-- Required work --
Reproduce the listing below in full, switching every occurrence of "straight edges" to "straight segments" and leaving all other text unchanged.

— Begin —

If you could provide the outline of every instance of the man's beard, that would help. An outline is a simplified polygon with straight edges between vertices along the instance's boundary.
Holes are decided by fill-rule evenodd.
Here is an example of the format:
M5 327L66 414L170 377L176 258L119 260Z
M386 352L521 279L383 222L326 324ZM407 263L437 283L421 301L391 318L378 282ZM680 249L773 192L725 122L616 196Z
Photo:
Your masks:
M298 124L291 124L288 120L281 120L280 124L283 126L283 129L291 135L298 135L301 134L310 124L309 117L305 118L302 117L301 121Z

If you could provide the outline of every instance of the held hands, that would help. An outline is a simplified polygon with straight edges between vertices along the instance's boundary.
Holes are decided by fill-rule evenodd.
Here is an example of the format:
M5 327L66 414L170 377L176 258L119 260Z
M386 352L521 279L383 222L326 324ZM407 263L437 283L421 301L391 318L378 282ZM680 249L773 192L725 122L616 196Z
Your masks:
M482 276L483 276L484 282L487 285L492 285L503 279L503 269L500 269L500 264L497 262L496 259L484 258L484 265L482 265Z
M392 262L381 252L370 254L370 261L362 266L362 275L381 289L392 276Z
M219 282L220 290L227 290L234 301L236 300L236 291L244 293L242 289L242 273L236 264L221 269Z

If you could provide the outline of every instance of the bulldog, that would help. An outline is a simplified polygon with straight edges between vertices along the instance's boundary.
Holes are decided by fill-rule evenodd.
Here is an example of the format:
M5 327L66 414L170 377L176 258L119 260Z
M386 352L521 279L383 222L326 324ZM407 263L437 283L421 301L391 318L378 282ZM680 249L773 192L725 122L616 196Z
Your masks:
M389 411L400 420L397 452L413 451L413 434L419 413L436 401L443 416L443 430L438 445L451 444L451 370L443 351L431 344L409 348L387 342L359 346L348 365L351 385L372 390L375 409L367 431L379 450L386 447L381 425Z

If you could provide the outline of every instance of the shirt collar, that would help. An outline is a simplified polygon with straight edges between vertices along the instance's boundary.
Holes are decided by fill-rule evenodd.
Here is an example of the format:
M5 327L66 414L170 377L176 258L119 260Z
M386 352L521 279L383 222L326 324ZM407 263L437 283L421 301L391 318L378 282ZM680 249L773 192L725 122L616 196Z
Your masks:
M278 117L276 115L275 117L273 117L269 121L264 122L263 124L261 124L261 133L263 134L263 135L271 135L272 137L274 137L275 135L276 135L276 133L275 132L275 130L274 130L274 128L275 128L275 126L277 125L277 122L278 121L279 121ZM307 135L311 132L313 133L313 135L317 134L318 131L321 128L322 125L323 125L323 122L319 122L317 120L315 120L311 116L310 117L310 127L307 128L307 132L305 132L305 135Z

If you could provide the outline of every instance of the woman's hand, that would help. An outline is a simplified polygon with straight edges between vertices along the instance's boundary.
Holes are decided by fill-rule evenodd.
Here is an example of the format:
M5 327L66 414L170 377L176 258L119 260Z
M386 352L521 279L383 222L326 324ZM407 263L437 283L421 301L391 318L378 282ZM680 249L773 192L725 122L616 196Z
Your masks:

— End —

-- Solution for this problem --
If you could provide the outline of every instance of the man's beard, that would help. An outline is a simplified polygon with straight segments between vertices along the instance's boundary.
Holes are decided by fill-rule evenodd.
Here is an example of the format:
M5 327L66 414L170 377L176 258L119 260Z
M386 352L521 279L383 222L326 324ZM407 263L437 283L421 301L391 318L378 282ZM680 249L773 192L725 122L616 196Z
Photo:
Your masks:
M298 124L291 124L288 120L281 120L280 124L283 126L283 129L291 135L298 135L301 134L310 124L309 117L305 118L302 117L301 121Z

If you could provide the outline of every instance of the held hands, that would help. An outline is a simplified polygon with straight segments between vertices along the instance's boundary.
Holes are decided by fill-rule evenodd.
Here is an example of the format:
M5 327L66 414L170 377L176 258L119 260Z
M386 352L521 279L383 222L326 324ZM407 263L437 283L421 301L391 318L378 282ZM680 249L773 192L725 122L616 196Z
Your masks:
M482 276L483 276L484 282L487 285L492 285L503 279L503 269L500 269L500 264L497 262L496 259L484 258L484 265L482 265Z
M392 262L381 252L370 254L370 261L362 266L362 275L381 289L392 276Z
M219 282L220 290L227 290L234 301L236 300L236 291L244 293L242 289L242 273L236 264L221 269Z

If you could provide the outline of every instance of the bulldog, that would help. An outline is a simplified polygon with straight segments between vertices along the instance's boundary.
Holes are decided by fill-rule evenodd.
Here is an example of the format:
M5 327L66 414L170 377L176 258L119 260Z
M386 352L521 279L383 222L326 324ZM407 263L437 283L421 301L391 318L378 282ZM680 249L773 192L725 122L616 196Z
Your masks:
M389 411L400 420L397 452L413 451L413 434L419 413L436 401L443 416L443 430L438 445L451 444L451 370L443 351L431 344L409 348L387 342L359 346L348 365L351 385L372 390L375 409L367 431L379 450L386 447L381 425Z

If you could provide the outline of every instance of the shirt collar, that would help. An outline is a simplified polygon with straight segments between vertices along the instance's boundary.
Holes are decided by fill-rule evenodd.
Here is an example of the format:
M5 327L66 414L170 377L176 258L119 260Z
M386 352L521 279L383 222L326 324ZM407 263L437 283L421 301L391 318L378 282ZM680 249L773 192L725 122L616 196Z
Your masks:
M278 117L276 115L275 117L273 117L269 121L264 122L263 124L261 124L261 133L263 134L263 135L271 135L272 137L274 137L275 135L276 135L276 133L275 132L275 130L274 130L274 128L275 128L275 126L277 125L277 122L278 121L279 121ZM307 135L311 132L313 133L313 135L317 134L318 131L321 128L322 125L323 125L323 122L319 122L317 120L315 120L311 116L310 117L310 127L307 128L307 132L305 132L305 135Z

If you could provide the outline of every instance of the woman's hand, that would help. An outline is a simplified polygon with straight segments between vertices along the instance's boundary.
Holes are decided by fill-rule evenodd.
Here is an example of the format:
M5 327L66 414L170 377L176 258L119 260Z
M386 352L521 279L383 222L326 324ZM407 263L437 283L421 301L391 318L378 282ZM680 249L773 192L725 122L616 196Z
Your masks:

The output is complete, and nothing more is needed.